### INSTRUCTIONS FOR THE TASK
Print out every line of the listing below without alteration.
——
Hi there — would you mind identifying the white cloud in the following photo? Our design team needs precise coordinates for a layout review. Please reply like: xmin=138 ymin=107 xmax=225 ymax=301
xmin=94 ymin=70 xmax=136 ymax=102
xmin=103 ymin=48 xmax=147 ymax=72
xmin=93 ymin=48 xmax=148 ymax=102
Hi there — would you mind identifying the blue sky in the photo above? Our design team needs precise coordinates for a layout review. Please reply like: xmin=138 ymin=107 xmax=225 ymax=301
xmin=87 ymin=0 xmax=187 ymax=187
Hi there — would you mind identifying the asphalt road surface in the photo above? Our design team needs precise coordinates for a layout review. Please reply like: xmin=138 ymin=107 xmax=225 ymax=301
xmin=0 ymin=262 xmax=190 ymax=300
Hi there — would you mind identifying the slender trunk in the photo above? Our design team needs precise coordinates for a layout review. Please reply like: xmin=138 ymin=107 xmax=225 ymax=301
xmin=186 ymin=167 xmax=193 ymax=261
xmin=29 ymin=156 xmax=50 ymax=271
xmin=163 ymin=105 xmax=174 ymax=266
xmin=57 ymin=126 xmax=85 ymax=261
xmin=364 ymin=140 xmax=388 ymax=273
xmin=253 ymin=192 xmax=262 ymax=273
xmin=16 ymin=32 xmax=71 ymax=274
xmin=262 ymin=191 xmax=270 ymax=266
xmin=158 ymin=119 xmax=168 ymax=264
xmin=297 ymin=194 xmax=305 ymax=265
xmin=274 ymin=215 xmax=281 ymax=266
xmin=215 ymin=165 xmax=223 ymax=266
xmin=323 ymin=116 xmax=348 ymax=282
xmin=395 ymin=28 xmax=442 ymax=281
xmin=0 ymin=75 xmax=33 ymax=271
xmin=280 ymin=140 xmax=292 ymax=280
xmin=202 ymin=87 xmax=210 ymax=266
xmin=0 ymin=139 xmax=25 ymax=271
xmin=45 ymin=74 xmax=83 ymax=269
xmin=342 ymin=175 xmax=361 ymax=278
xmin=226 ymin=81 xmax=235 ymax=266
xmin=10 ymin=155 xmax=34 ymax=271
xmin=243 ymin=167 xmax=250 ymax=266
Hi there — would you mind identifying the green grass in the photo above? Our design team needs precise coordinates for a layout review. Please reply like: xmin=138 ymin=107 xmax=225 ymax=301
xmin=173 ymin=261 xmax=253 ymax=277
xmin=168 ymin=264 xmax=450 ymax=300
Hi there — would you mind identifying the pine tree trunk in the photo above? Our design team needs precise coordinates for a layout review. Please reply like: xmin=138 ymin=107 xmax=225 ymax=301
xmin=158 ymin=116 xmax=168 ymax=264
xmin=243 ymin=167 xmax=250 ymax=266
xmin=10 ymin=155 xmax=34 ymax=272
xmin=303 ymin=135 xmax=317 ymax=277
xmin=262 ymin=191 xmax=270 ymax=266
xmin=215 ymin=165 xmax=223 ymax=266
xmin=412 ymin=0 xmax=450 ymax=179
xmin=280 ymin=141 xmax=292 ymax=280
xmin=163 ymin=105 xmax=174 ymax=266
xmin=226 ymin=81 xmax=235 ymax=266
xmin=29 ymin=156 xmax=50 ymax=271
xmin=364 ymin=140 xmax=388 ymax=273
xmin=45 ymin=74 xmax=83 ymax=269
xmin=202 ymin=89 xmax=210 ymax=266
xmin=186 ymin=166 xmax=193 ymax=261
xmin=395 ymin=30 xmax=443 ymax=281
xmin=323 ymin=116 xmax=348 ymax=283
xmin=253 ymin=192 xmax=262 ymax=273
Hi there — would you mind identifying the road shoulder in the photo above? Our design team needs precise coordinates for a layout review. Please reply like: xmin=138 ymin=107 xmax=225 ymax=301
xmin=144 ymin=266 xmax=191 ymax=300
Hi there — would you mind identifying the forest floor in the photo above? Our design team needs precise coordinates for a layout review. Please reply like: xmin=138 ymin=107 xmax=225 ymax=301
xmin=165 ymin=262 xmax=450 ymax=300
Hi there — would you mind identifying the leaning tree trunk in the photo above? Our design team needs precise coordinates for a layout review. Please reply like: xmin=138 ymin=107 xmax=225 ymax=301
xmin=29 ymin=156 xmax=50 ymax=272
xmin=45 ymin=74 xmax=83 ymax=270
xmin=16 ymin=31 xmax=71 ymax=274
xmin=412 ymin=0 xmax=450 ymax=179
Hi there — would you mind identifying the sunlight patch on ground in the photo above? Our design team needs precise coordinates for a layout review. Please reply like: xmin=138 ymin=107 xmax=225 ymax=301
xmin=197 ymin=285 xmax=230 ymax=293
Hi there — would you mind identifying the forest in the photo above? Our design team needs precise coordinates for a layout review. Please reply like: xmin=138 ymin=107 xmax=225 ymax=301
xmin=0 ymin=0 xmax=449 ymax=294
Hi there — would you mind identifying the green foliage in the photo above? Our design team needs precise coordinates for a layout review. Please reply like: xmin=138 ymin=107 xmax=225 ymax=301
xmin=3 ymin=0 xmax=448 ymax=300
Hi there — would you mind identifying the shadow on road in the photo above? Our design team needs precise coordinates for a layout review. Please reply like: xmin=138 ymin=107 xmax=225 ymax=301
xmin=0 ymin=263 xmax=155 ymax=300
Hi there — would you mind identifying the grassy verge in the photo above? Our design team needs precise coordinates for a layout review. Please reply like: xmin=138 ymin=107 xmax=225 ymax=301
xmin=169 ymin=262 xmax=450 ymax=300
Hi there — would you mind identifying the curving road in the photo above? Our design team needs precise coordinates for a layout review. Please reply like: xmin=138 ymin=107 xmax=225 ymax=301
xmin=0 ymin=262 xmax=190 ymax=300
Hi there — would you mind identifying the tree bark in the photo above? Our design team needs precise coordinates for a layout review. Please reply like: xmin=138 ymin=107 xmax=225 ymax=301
——
### REPLY
Hi there — would you mind identifying the white cloud in the following photo? Our design team needs precise coordinates for a layout review. Please reply like: xmin=138 ymin=107 xmax=225 ymax=301
xmin=94 ymin=70 xmax=136 ymax=102
xmin=103 ymin=48 xmax=147 ymax=72
xmin=93 ymin=48 xmax=148 ymax=102
Hi there — would you mind identifying the blue sky in the photo above? Our design team needs precise coordinates for a layout review. Please reply like: xmin=138 ymin=107 xmax=225 ymax=301
xmin=87 ymin=0 xmax=187 ymax=187
Hi there — would you mind identifying the asphalt road surface in the photo above? Our design team needs precise coordinates for a layout review. Please reply like: xmin=138 ymin=107 xmax=225 ymax=301
xmin=0 ymin=262 xmax=190 ymax=300
Hi there — would you mind identifying the slender trunk in the photo above? Our design team needs precise coordinates for a layout review. Please reply like: xmin=138 ymin=107 xmax=225 ymax=301
xmin=186 ymin=167 xmax=193 ymax=261
xmin=29 ymin=156 xmax=50 ymax=271
xmin=163 ymin=105 xmax=174 ymax=266
xmin=57 ymin=126 xmax=85 ymax=261
xmin=364 ymin=140 xmax=388 ymax=273
xmin=253 ymin=192 xmax=262 ymax=273
xmin=16 ymin=32 xmax=71 ymax=274
xmin=262 ymin=191 xmax=270 ymax=266
xmin=158 ymin=119 xmax=168 ymax=264
xmin=297 ymin=194 xmax=305 ymax=265
xmin=274 ymin=215 xmax=281 ymax=266
xmin=215 ymin=165 xmax=223 ymax=266
xmin=323 ymin=116 xmax=348 ymax=282
xmin=395 ymin=28 xmax=442 ymax=281
xmin=0 ymin=75 xmax=33 ymax=271
xmin=280 ymin=140 xmax=292 ymax=280
xmin=202 ymin=87 xmax=210 ymax=266
xmin=0 ymin=139 xmax=25 ymax=271
xmin=45 ymin=74 xmax=83 ymax=269
xmin=342 ymin=175 xmax=361 ymax=278
xmin=226 ymin=81 xmax=235 ymax=266
xmin=10 ymin=155 xmax=34 ymax=271
xmin=243 ymin=167 xmax=250 ymax=266
Hi there — would you mind identifying the green grass in the photo above? Our design team needs precise coordinates for a layout review. Please reply like: xmin=138 ymin=107 xmax=225 ymax=301
xmin=173 ymin=261 xmax=253 ymax=277
xmin=168 ymin=264 xmax=450 ymax=300
Hi there — would you mind identifying the pine tree trunk in the photo above? Our design team needs precise coordinates for a layout review. Please reply like: xmin=138 ymin=107 xmax=225 ymax=301
xmin=158 ymin=116 xmax=168 ymax=264
xmin=243 ymin=167 xmax=250 ymax=266
xmin=10 ymin=155 xmax=34 ymax=272
xmin=303 ymin=135 xmax=317 ymax=277
xmin=262 ymin=191 xmax=270 ymax=266
xmin=215 ymin=165 xmax=223 ymax=266
xmin=412 ymin=0 xmax=450 ymax=179
xmin=280 ymin=141 xmax=292 ymax=280
xmin=163 ymin=105 xmax=174 ymax=266
xmin=226 ymin=81 xmax=235 ymax=266
xmin=29 ymin=156 xmax=50 ymax=271
xmin=364 ymin=140 xmax=388 ymax=273
xmin=45 ymin=74 xmax=83 ymax=269
xmin=202 ymin=89 xmax=210 ymax=266
xmin=186 ymin=166 xmax=193 ymax=261
xmin=395 ymin=30 xmax=443 ymax=281
xmin=323 ymin=116 xmax=348 ymax=283
xmin=253 ymin=192 xmax=262 ymax=273
Hi there — would you mind identifying the road shoulder in the photo above? Our design team needs precise coordinates for a layout review. Please reply like: xmin=138 ymin=107 xmax=225 ymax=301
xmin=144 ymin=266 xmax=191 ymax=300
Hi there — would you mind identifying the forest floor in the photo above? Our design team needs precise coordinates for a layout review. Please reply like: xmin=138 ymin=107 xmax=225 ymax=301
xmin=165 ymin=262 xmax=450 ymax=300
Hi there — would you mind identifying the leaning tree trunk in the photo above? Our design team needs precise coordinates for a layout review. Please reply like: xmin=138 ymin=107 xmax=225 ymax=301
xmin=29 ymin=156 xmax=50 ymax=272
xmin=45 ymin=74 xmax=83 ymax=270
xmin=16 ymin=31 xmax=71 ymax=274
xmin=412 ymin=0 xmax=450 ymax=179
Hi there — would you mind identifying the sunlight patch on ground in the photo above? Our design team needs precise coordinates for a layout review. Please reply like: xmin=138 ymin=107 xmax=225 ymax=301
xmin=197 ymin=285 xmax=230 ymax=293
Hi there — would you mind identifying the forest in the photo above? Our design team needs precise coordinates for a layout review. Please reply like: xmin=138 ymin=107 xmax=225 ymax=301
xmin=0 ymin=0 xmax=449 ymax=294
Hi there — would you mind identifying the green foliage in the photo above? Our design team needs precise coordinates for a layout review. Please reply like: xmin=138 ymin=107 xmax=225 ymax=301
xmin=3 ymin=0 xmax=448 ymax=300
Hi there — would you mind identifying the shadow on road in the photo above? Our design team needs precise coordinates for a layout review. Please reply like: xmin=138 ymin=107 xmax=225 ymax=301
xmin=0 ymin=263 xmax=155 ymax=300
Hi there — would you mind identifying the grassy verge in the photo above? Our design team needs precise coordinates for a layout review. Please reply like: xmin=138 ymin=107 xmax=225 ymax=301
xmin=169 ymin=262 xmax=450 ymax=300
Hi there — would you mind identifying the curving road in the photo above? Our design team needs precise coordinates for a layout review. Please reply like: xmin=138 ymin=107 xmax=225 ymax=301
xmin=0 ymin=262 xmax=190 ymax=300
Hi there — would you mind identifying the tree bark in the photo above? Our design team needs precise coordinates for a layout review. Please reply like: xmin=138 ymin=107 xmax=225 ymax=301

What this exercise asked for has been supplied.